Brief 1: Using the article on Rimon, decide whether each statement agrees with it: (a) Rimon was founded in 1995; (b) Rimon's project support grants are given out once a year; (c) Brooks Turner's display is set for late October. For each one, answer yes or no and quote the words from the text that decide it.
Brief 2:
Answer these questions from the article on Rimon:
(a) What fuller name does the text give Rimon?
(b) Who is credited with the image?
(c) Which year of operation is Rimon entering?

Supplied text:
In precarious times, Jewish Arts Council continues arts project-funding

Amid the global health crisis, Rimon, the Minnesota Jewish Arts Council, continues work funding the arts wherever they can.


Image by Parker Johnson

Artist Brooks Turner poses for a portrait with a piece of his art outside his home on Saturday, Sep. 12. Turner will exhibit his art in a display centered around past examples of anti-semitism in Minnesota at the Weismann Art Museum in late October. “While starting this project I never thought how much I would uncover, how much I would learn, and the paths that I found while researching.”

Minnesota-based Jewish Arts Council Rimon is entering their 25th year of operation, however COVID-19 isn’t making things easy. Founded in 1995, Rimon centers much of their work around project support grants for local artists and arts groups. These grants are given out to a handful of applicants semi-annually and aim to provide funding across art projects of all mediums that are culturally relevant to the Minnesota Jewish community.

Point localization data

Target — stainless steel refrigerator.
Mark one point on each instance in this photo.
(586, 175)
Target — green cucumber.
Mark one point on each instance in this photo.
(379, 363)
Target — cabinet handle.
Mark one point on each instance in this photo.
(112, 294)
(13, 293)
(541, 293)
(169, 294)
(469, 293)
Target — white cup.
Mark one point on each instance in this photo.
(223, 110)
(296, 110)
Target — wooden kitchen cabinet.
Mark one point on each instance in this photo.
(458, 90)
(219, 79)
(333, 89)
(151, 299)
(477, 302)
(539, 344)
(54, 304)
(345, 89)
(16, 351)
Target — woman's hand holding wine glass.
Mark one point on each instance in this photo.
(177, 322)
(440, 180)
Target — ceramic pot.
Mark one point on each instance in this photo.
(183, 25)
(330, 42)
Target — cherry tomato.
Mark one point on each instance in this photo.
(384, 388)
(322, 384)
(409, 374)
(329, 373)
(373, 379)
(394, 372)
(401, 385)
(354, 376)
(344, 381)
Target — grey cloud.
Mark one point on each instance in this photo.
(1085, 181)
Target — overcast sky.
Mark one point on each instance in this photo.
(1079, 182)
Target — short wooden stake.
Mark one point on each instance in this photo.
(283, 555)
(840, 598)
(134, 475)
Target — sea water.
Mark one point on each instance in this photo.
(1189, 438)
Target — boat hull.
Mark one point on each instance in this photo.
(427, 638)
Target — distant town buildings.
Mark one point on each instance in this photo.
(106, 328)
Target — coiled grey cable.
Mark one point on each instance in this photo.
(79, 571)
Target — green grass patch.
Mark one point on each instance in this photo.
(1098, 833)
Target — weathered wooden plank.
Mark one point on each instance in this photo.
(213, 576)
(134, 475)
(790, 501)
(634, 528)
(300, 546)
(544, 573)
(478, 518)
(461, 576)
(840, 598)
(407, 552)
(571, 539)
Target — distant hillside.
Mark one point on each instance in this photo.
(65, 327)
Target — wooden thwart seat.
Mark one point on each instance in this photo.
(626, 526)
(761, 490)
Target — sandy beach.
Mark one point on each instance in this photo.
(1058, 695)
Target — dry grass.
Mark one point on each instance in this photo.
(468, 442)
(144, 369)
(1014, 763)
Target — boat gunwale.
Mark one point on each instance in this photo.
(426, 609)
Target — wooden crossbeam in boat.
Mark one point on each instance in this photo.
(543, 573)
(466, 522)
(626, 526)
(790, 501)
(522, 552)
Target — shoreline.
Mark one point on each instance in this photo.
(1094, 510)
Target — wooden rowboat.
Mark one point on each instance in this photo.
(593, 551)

Final answer 1:
(a) Yes: "Founded in 1995"
(b) No: "semi-annually"
(c) Yes: "in late October"

Final answer 2:
(a) The Minnesota Jewish Arts Council
(b) Parker Johnson
(c) Its 25th year